Dataset section start

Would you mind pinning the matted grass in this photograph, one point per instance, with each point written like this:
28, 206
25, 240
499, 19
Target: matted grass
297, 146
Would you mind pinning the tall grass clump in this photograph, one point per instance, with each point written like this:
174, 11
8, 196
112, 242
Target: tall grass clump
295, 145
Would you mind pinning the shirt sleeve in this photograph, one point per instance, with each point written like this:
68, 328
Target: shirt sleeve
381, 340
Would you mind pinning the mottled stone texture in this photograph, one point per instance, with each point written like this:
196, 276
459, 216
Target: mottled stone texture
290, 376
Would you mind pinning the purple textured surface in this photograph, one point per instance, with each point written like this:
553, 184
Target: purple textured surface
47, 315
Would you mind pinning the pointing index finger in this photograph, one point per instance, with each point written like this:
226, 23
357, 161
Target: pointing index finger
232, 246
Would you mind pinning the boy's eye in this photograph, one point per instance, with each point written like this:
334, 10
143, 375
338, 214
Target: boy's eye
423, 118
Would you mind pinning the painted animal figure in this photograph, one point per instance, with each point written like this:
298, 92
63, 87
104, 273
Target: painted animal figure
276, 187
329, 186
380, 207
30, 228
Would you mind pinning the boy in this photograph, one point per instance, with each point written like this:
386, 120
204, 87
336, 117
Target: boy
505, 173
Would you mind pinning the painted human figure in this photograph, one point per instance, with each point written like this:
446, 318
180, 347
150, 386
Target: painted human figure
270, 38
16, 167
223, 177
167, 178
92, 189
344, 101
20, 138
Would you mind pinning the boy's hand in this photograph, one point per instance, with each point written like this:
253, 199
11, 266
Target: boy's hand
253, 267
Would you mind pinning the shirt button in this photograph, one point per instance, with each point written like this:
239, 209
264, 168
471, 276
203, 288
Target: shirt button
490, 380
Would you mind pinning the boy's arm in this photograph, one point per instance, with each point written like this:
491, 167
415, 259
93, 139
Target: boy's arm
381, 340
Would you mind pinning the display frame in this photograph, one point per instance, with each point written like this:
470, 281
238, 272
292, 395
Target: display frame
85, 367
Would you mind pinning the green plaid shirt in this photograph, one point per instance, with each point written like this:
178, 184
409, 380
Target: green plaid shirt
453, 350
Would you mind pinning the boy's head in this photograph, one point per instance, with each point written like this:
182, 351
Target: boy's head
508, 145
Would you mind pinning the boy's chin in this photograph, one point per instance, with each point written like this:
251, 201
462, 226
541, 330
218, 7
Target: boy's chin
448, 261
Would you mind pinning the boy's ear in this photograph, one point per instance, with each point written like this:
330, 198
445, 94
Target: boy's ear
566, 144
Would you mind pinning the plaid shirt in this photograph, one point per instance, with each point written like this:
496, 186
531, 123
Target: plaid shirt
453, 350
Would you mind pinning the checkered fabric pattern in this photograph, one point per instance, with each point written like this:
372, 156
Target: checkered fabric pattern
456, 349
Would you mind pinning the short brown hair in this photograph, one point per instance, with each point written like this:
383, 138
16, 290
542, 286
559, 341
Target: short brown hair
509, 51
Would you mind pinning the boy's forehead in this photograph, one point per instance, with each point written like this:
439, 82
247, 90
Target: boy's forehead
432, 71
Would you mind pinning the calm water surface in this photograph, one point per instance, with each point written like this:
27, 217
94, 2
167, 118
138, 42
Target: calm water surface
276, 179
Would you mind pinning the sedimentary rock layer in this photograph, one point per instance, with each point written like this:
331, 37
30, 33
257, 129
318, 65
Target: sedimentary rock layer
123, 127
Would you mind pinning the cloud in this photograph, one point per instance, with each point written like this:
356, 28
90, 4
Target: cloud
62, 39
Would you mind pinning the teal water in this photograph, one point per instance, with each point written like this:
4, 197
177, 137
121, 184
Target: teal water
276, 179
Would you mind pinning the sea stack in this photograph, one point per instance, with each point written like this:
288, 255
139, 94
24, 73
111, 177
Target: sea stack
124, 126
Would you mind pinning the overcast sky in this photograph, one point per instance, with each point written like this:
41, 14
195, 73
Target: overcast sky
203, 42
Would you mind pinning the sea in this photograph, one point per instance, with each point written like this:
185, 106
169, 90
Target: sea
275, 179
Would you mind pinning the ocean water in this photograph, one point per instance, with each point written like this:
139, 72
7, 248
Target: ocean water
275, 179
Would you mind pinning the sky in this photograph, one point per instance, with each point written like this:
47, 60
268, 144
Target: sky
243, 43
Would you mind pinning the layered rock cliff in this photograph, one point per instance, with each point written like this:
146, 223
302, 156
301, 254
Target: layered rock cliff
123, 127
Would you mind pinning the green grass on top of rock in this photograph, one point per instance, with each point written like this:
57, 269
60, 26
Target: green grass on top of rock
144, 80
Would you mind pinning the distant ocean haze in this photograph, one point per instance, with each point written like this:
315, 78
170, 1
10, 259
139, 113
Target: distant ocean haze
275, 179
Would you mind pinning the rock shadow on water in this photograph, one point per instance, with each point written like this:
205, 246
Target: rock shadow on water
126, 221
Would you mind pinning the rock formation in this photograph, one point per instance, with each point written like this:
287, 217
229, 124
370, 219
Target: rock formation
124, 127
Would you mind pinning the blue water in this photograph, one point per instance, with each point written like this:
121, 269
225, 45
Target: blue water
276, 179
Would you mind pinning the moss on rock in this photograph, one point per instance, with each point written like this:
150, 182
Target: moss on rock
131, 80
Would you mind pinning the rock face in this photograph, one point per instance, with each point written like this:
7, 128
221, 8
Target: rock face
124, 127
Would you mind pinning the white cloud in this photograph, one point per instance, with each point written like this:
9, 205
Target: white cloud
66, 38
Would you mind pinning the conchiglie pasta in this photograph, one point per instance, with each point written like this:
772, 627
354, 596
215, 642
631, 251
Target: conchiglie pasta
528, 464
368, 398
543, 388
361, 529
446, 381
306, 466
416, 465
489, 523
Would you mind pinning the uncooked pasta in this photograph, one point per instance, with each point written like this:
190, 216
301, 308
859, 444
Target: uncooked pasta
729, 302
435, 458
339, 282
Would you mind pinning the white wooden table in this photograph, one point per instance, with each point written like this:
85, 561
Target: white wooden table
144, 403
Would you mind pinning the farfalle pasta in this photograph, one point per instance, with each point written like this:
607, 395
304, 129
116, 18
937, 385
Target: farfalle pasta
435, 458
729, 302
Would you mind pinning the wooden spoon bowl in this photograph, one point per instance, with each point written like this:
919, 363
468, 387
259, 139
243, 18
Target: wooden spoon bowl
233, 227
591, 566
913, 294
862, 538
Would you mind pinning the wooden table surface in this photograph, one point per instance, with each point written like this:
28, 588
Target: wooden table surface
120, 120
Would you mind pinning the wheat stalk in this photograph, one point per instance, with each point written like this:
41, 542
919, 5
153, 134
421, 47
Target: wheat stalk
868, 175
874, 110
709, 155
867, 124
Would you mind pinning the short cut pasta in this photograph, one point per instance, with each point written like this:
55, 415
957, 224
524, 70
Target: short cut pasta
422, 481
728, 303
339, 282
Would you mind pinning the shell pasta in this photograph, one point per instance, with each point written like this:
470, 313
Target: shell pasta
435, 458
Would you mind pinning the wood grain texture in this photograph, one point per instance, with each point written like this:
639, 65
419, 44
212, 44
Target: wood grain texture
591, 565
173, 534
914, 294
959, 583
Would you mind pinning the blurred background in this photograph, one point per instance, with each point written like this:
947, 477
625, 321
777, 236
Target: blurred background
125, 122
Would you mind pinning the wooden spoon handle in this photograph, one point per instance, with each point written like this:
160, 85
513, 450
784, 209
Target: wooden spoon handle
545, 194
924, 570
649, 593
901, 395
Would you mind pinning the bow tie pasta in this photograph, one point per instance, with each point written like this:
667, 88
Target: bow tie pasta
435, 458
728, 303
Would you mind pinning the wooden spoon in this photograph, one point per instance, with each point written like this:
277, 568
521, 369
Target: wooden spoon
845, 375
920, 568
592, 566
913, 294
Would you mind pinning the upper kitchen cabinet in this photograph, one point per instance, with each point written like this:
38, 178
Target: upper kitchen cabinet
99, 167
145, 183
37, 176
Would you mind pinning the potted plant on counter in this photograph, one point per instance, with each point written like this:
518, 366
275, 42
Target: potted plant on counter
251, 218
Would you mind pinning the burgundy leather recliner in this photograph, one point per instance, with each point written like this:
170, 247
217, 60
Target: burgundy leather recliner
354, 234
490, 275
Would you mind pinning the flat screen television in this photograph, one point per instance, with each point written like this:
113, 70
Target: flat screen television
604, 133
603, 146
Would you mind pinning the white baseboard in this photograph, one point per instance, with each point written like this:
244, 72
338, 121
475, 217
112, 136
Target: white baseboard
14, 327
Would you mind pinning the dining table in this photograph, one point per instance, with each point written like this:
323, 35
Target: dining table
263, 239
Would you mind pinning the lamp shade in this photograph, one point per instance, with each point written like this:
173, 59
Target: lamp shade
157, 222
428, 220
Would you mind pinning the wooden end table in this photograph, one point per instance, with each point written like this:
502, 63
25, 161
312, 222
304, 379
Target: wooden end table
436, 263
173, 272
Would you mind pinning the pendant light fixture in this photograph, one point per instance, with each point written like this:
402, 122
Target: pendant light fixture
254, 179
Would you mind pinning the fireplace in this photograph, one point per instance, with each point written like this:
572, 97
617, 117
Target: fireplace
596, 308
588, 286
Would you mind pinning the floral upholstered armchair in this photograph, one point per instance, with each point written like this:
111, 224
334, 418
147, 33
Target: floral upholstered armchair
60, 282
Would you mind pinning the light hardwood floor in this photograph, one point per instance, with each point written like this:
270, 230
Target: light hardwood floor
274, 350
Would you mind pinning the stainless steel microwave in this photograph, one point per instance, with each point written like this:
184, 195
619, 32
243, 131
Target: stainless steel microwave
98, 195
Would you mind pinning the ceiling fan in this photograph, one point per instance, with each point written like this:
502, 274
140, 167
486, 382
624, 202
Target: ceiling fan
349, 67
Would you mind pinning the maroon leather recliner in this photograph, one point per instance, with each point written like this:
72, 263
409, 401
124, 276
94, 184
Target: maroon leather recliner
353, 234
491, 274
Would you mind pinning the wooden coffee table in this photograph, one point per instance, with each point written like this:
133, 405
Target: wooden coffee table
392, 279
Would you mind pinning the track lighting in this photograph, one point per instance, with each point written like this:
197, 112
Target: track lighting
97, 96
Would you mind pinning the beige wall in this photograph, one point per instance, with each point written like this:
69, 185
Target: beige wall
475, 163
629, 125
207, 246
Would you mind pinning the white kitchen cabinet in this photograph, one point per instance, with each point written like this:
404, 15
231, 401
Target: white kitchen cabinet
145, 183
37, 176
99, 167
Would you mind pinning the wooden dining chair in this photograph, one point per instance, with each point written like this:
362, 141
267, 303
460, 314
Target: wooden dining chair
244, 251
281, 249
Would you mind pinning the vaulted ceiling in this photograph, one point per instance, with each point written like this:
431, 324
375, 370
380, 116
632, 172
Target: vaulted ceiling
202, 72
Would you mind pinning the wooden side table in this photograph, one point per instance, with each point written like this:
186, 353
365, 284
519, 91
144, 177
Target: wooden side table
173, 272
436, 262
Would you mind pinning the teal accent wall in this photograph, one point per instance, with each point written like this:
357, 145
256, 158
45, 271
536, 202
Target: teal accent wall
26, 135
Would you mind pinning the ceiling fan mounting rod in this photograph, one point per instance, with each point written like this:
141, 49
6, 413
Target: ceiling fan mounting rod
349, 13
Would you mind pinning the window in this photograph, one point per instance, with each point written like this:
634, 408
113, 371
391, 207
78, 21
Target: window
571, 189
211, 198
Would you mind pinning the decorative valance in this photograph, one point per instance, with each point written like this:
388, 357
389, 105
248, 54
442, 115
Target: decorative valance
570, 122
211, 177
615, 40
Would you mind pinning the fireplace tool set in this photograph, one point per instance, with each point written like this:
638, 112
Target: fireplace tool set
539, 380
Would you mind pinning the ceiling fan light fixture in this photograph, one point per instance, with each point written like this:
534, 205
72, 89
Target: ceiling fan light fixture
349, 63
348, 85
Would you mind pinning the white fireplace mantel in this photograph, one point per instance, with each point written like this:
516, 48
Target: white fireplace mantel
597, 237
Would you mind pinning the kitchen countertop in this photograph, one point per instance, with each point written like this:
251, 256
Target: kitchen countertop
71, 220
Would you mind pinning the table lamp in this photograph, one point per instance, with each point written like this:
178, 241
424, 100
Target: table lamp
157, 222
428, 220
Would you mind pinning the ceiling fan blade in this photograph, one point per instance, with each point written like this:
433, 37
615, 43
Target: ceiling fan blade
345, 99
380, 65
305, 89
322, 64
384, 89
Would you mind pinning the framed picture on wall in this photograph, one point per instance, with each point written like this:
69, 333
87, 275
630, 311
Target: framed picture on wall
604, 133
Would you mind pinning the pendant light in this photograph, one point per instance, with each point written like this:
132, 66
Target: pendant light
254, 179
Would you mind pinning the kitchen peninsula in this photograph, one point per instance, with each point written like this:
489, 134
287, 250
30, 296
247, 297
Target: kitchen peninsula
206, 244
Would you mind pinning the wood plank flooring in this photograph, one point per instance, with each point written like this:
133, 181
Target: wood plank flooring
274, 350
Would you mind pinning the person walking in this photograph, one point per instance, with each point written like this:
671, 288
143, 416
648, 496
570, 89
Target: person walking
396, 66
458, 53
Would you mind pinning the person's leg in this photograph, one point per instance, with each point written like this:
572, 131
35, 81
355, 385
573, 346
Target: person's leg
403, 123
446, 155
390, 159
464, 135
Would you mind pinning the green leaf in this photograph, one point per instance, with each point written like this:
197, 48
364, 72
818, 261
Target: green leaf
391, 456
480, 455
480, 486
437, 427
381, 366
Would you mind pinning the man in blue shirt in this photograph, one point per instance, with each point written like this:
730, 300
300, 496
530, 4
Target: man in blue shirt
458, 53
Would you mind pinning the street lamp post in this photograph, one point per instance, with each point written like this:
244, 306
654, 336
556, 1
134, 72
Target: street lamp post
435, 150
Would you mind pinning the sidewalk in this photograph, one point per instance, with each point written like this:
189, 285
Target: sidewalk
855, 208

Dataset section end

● Work instructions
Take the entries above and return only the lines from the one with "Would you mind pinning the sea in" to the one with "Would you mind pinning the layered", both included, unchanged.

● Answer section
Would you mind pinning the sea in this photograph, one point per instance, with each point written like this:
185, 106
169, 90
Target: sea
275, 179
Would you mind pinning the ocean water in this photograph, one point per instance, with each point written like this:
139, 72
7, 248
Target: ocean water
275, 179
Would you mind pinning the sky in this photograph, one point per instance, with each point written like this:
47, 60
268, 144
Target: sky
243, 43
Would you mind pinning the layered rock cliff in this photograph, one point per instance, with each point written like this:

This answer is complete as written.